> Task brief: Rewrite every item below, replacing each occurrence of "instance" with "occurrence" and leaving all other text unchanged.
'''
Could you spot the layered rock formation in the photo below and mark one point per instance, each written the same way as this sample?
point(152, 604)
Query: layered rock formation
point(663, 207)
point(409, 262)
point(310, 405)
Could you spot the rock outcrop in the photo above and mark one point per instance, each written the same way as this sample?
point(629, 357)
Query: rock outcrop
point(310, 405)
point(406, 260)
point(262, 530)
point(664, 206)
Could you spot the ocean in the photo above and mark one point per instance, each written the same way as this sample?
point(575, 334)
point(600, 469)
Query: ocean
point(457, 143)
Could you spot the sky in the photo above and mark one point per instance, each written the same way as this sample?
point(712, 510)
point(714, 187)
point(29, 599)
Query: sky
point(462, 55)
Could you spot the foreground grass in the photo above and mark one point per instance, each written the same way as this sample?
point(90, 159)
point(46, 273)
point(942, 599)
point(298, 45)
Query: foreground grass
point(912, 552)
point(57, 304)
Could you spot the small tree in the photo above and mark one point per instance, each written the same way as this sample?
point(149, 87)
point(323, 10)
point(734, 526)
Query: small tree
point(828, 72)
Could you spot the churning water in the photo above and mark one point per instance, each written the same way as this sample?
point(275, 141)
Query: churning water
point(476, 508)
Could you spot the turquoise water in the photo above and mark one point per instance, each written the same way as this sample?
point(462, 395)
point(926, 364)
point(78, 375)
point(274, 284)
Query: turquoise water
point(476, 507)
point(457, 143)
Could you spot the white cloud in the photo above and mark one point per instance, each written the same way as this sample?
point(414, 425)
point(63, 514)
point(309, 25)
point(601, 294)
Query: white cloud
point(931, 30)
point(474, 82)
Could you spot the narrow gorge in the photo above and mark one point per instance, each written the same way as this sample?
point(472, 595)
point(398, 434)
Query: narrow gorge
'''
> Solved problem:
Could you spot the layered rock formation in the photo below and mark one point per occurrence, each written the same way as this sample?
point(152, 604)
Query: layered rock formation
point(663, 207)
point(409, 262)
point(310, 405)
Could you spot the rock outcrop in the photo above and mark one point per occurrence, each written the same way as this sample?
point(629, 357)
Query: rock outcrop
point(310, 405)
point(406, 260)
point(262, 530)
point(664, 206)
Could you spot the ocean in the photo above and mark one point per occurrence, each written the same way as this sample?
point(575, 334)
point(600, 469)
Query: ocean
point(457, 143)
Could you spot the sky in the photo above and mark one point per occurrence, each written the same way as this sample?
point(712, 510)
point(714, 187)
point(29, 599)
Query: sky
point(462, 55)
Could you spot the foreground grass in the photo above and mark one point per occurrence, each written the same way as this sample?
point(90, 159)
point(46, 273)
point(942, 599)
point(298, 45)
Query: foreground grass
point(912, 552)
point(57, 304)
Could you spot the small tree in the photo above and mark one point per occurrence, each written the same way as this sample?
point(149, 87)
point(323, 10)
point(734, 526)
Query: small tree
point(828, 72)
Could you spot the churning water in the photo above and mark one point per occurrence, each written the same way as this sample?
point(275, 141)
Query: churning water
point(476, 508)
Could you spot the turquoise water in the photo above and mark one point per occurrence, each written the same way as this sample?
point(462, 395)
point(926, 364)
point(78, 375)
point(274, 284)
Query: turquoise water
point(476, 507)
point(457, 143)
Could you spot the white cloud in the photo above and mark one point per occurrence, each written the same way as this sample?
point(414, 425)
point(63, 514)
point(309, 25)
point(601, 294)
Query: white cloud
point(931, 30)
point(474, 82)
Could you spot the narrow gorge in the photo above and mark one point per occurrence, each written the same way as this sample?
point(472, 595)
point(398, 434)
Query: narrow gorge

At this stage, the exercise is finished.